Data rows>

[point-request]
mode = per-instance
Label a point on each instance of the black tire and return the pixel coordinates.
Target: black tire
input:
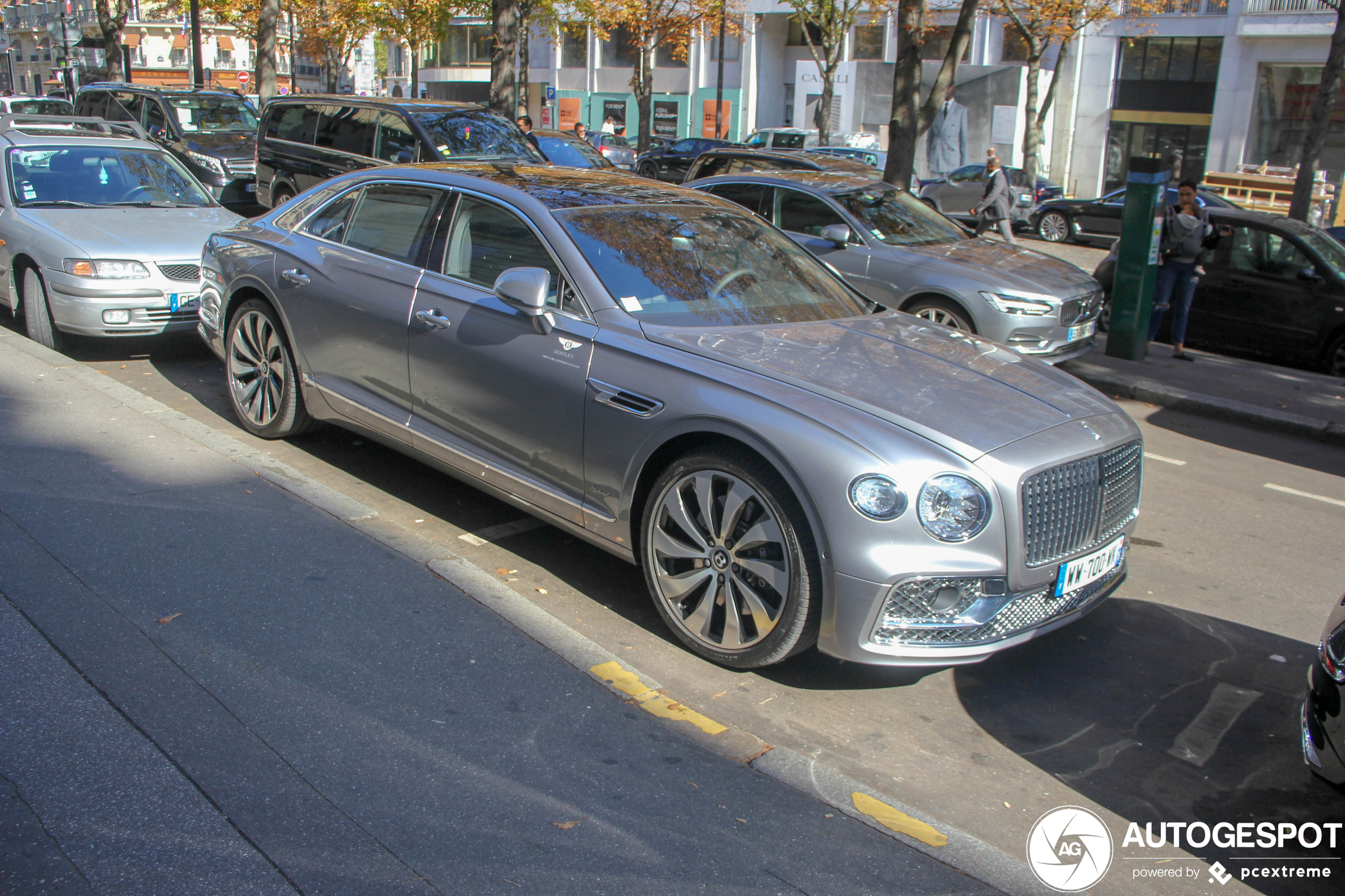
(268, 403)
(1334, 360)
(1056, 228)
(942, 311)
(37, 313)
(732, 574)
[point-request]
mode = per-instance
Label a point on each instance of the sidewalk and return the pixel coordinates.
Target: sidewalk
(1229, 388)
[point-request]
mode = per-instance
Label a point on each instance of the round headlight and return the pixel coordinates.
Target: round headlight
(953, 508)
(877, 496)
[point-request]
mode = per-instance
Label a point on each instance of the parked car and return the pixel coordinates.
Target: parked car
(564, 148)
(37, 106)
(306, 140)
(671, 163)
(902, 254)
(963, 188)
(1063, 221)
(736, 159)
(671, 379)
(100, 230)
(1274, 289)
(1323, 720)
(615, 150)
(212, 132)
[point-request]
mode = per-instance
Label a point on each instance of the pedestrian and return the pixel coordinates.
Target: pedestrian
(1187, 233)
(996, 202)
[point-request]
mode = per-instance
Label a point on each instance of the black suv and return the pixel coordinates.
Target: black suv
(306, 140)
(210, 131)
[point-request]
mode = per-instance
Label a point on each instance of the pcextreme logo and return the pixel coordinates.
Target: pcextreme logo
(1070, 849)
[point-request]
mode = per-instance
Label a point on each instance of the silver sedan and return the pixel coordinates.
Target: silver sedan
(900, 253)
(674, 381)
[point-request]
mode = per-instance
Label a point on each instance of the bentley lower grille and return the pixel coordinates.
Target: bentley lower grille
(1080, 504)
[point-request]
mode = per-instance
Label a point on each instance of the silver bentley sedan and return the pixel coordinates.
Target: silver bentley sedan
(673, 379)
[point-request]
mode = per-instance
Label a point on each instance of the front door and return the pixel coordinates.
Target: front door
(346, 284)
(485, 381)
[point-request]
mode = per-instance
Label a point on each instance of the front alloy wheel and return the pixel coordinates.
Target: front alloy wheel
(725, 563)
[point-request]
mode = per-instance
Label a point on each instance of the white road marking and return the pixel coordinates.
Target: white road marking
(1305, 495)
(502, 531)
(1165, 460)
(1200, 739)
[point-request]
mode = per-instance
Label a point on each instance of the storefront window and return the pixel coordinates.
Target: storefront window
(1284, 104)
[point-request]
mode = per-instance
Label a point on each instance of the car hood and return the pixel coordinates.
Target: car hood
(998, 265)
(961, 391)
(135, 233)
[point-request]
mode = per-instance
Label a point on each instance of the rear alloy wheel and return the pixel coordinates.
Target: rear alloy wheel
(37, 313)
(1055, 228)
(263, 387)
(940, 311)
(729, 559)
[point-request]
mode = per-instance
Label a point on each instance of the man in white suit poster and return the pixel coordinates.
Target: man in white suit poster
(947, 148)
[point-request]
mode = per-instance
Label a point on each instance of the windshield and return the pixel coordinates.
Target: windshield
(562, 152)
(213, 113)
(475, 135)
(84, 176)
(691, 266)
(898, 218)
(42, 108)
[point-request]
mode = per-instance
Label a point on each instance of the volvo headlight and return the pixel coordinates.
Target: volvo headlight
(877, 497)
(1017, 304)
(953, 508)
(209, 163)
(105, 268)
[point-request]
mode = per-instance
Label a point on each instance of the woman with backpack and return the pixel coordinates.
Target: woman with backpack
(1187, 234)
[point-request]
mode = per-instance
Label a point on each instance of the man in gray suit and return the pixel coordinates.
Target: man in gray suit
(947, 143)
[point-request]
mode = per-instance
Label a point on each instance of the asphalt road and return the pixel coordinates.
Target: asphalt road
(1230, 585)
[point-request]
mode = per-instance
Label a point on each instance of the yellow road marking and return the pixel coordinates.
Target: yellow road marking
(651, 700)
(898, 821)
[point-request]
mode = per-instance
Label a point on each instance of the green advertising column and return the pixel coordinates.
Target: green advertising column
(1137, 258)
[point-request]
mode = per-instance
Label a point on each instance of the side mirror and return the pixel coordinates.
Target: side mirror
(837, 234)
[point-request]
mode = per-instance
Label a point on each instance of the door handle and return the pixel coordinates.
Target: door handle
(434, 319)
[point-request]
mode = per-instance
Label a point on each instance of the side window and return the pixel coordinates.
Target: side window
(394, 136)
(293, 123)
(330, 223)
(746, 195)
(487, 241)
(803, 213)
(393, 221)
(347, 129)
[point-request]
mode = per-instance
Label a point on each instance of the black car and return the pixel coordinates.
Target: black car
(1062, 221)
(1324, 725)
(1276, 288)
(736, 160)
(671, 163)
(306, 140)
(210, 131)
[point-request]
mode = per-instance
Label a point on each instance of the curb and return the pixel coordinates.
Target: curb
(1212, 406)
(891, 817)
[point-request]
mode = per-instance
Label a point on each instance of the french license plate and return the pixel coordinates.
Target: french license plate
(1083, 331)
(183, 301)
(1077, 574)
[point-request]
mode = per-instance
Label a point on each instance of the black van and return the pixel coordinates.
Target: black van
(306, 140)
(210, 131)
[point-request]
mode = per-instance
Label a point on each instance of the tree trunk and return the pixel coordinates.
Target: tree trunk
(505, 13)
(1320, 119)
(268, 16)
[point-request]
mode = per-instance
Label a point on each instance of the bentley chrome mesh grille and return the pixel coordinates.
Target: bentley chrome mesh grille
(1077, 505)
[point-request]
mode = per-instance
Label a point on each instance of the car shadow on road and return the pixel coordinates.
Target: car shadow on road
(1164, 715)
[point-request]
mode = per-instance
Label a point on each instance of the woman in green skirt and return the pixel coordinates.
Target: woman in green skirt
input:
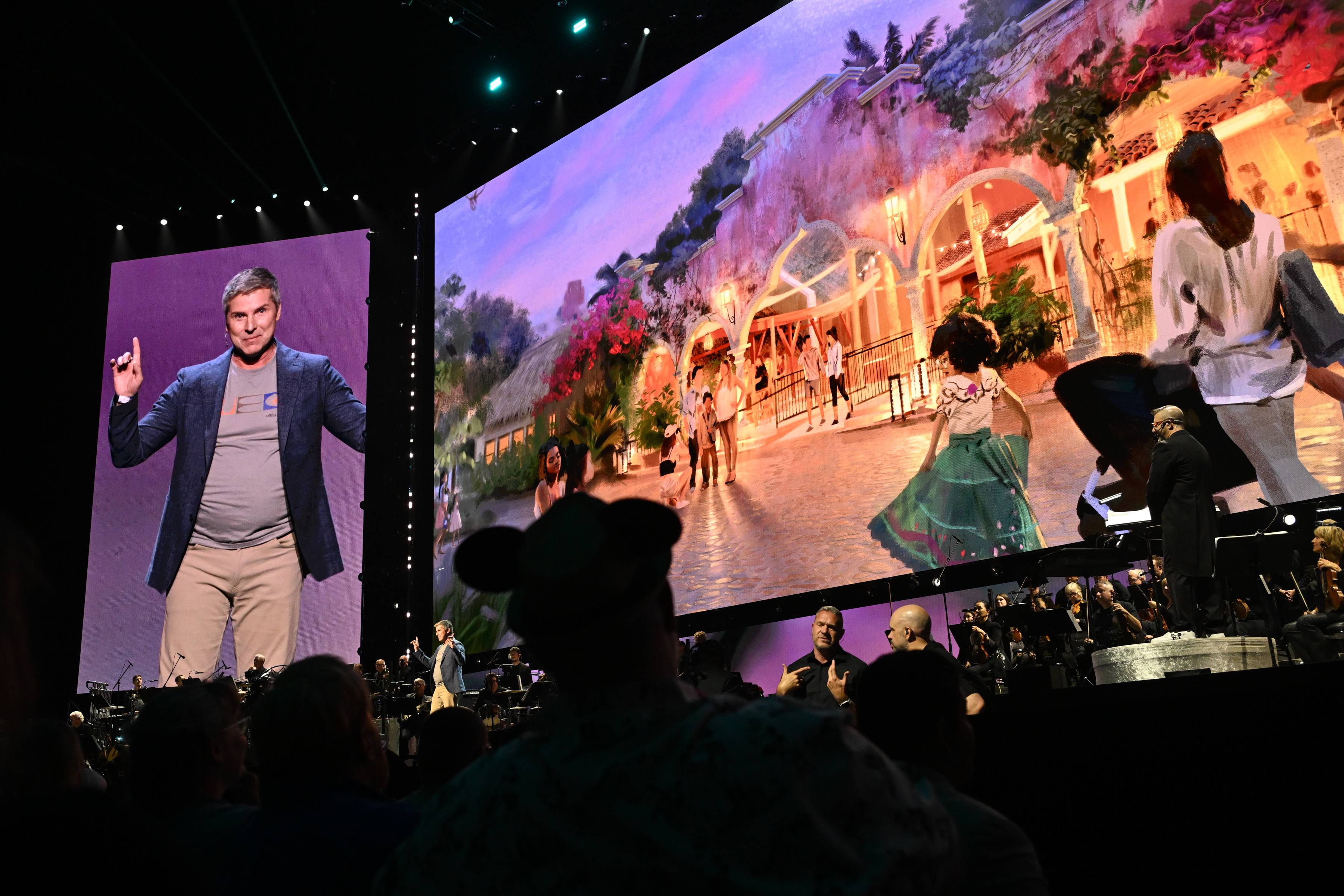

Exercise aim>
Quote the preceding records in their entirety, excluding every picture.

The result>
[point-request]
mode = per-instance
Label a point on each instance of the black tire and return the pixel coordinates.
Target: black tire
input:
(268, 403)
(1334, 360)
(1056, 228)
(942, 311)
(37, 313)
(732, 574)
[point-request]
mode = per-instance
Label a point on each instance of the sidewalk and return the pixel coordinates.
Target: sidewalk
(1229, 388)
[point-request]
mode = per-instance
Label a point on each instance of the round headlight and return the pixel coordinates.
Target: round headlight
(953, 508)
(877, 496)
[point-request]
mode = per-instance
Label a point on each instance of the parked car and return the pixel coordinates.
Target: parked car
(564, 148)
(37, 106)
(306, 140)
(671, 163)
(902, 254)
(963, 188)
(1063, 221)
(736, 159)
(671, 379)
(100, 230)
(1274, 289)
(1323, 720)
(615, 150)
(212, 132)
[point-request]
mode = per-instance
Label a point on each instance of the pedestrian and return the pixel coordinates.
Target: pedestrian
(1187, 233)
(996, 202)
[point-request]
mode = per-instance
Label a point on each instance of the black suv and return the pixel coordinates.
Target: black suv
(306, 140)
(210, 131)
[point-request]
mode = per-instance
Label a point on each instance of the pcextreme logo and return the pixel coordinates.
Target: pcextreme logo
(1070, 849)
[point-request]
mode = per-instance
Label a point on each instance of the silver sedan and return the pixel coordinates.
Target: silver sedan
(900, 253)
(674, 381)
[point-request]
mode = per-instance
Label a point on each instance of the bentley lower grille and return the pixel coordinates.
Target: bentley lower grille
(1080, 504)
[point-request]
mode = per-instance
Label a point on each instance of the silver bentley sedan and return the pixel coordinates.
Target: silver bentley sedan
(673, 379)
[point-request]
mode = per-instance
Label a point on each instance of the front door and return the pixel coordinates.
Target: front door
(346, 284)
(485, 381)
[point-request]
mode = per-instance
Label a point on each instance of the front alloy wheel and return the pixel coordinates.
Target: front alloy wheel
(725, 563)
[point-request]
mode = per-instance
Label a point on each instance of the white road marking and return the pixel coordinates.
Target: white road marking
(1305, 495)
(502, 531)
(1165, 460)
(1200, 739)
[point-request]
mode = per-instance
Label a point on each instance of the storefront window and return the pixel coordinates.
Target: storefront window
(1284, 104)
[point-request]
mode = per-instance
Label a point on each instance of the car hood and return the pixel coordinates.
Target: car hood
(998, 265)
(961, 391)
(135, 233)
[point-request]
mode = per-instance
Label a point on each instance of the rear alloy wheel and return the pixel coordinates.
Target: rear alloy wheel
(37, 313)
(1055, 228)
(263, 387)
(940, 311)
(729, 559)
[point-request]
mode = per-instance
Label a point on each instance of the man in white suit poster and return the pixel coordinates.
Target: man in white suit poster
(947, 148)
[point-request]
mode = per-instance
Label a point on each instance of the windshield and return the pixel coordinates.
Target: windshield
(562, 152)
(213, 113)
(475, 135)
(84, 176)
(691, 266)
(898, 218)
(42, 108)
[point-request]
mode = per-instance
Label a point on each instance of the volvo headlight and return the pixel coordinates.
Target: volvo headlight
(877, 497)
(1017, 304)
(953, 508)
(209, 163)
(105, 268)
[point-request]
mode = per-instance
Label a point on each instance of the woman with backpack and return the pixel coordinates.
Target: woman with backpack
(1187, 234)
[point-request]
mode = per-instance
Label a point on each instance of the man in gray suit and return the pixel coordinates.
Target: man in gray suit
(947, 143)
[point-request]
mode = per-instance
Label a point on each instance of the asphalt road and return the pixel coordinates.
Target: asphalt road
(1230, 585)
[point-request]
mode = per-instance
Label a point on each instance of the yellow road marking and return the pixel coordinates.
Target: yellow road marking
(651, 700)
(898, 821)
[point-request]
mode = per-instance
Label a point on each instance of the green advertising column and return the pixel coordinates.
Target: green advertising column
(1137, 258)
[point-request]
mode = per-instance
Label a point on each instance of the side mirror and return the pixel coordinates.
Target: side mirror
(837, 234)
[point-request]
mode = per-instance
Label a point on each instance of the door handle and return the pixel coordinates.
Target: door handle
(434, 319)
[point-request]
mode = per-instance
Label a point on each instance of the side window and return the pixel coordinates.
Target: side window
(394, 136)
(293, 123)
(330, 223)
(746, 195)
(487, 241)
(803, 213)
(393, 221)
(347, 129)
[point-request]
mode = per-instance
Label a point on each instance of the black car and return the pixel coordinates.
Target: black car
(1062, 221)
(1324, 725)
(1276, 288)
(736, 160)
(671, 163)
(306, 140)
(210, 131)
[point-request]
mode = per-instance
Label a point on each instance of the curb and return the pixel coordinates.
Target: curb
(1212, 406)
(891, 817)
[point-request]
mode = per-instance
Label a point on each instance of the french license plate and return the pixel coordinates.
Target: french license plate
(1083, 331)
(183, 301)
(1077, 574)
[point-request]
mode = per-instance
Label a point on each instance of the black van and return the pixel coordinates.
Target: black van
(306, 140)
(210, 131)
[point-request]
mode = per-instance
Label a point on each instance of the tree trunk and return the pixel coordinates.
Target: tree trunk
(505, 13)
(1320, 119)
(268, 16)
[point-request]
mode = per-instance
Label a point on each instance of the bentley chrome mesh grille and return the pixel coordinates.
Target: bentley chrome mesh grille
(1077, 505)
[point-request]
mode = per-instance
Label a point on each instance of the car shadow on road and return the pixel coordinates.
Target: car shadow on road
(1164, 715)
[point-request]
mode = per-instance
Label a point on each instance of the woman in green skirt and return the pixel coordinates.
Target: woman in green skirt
input:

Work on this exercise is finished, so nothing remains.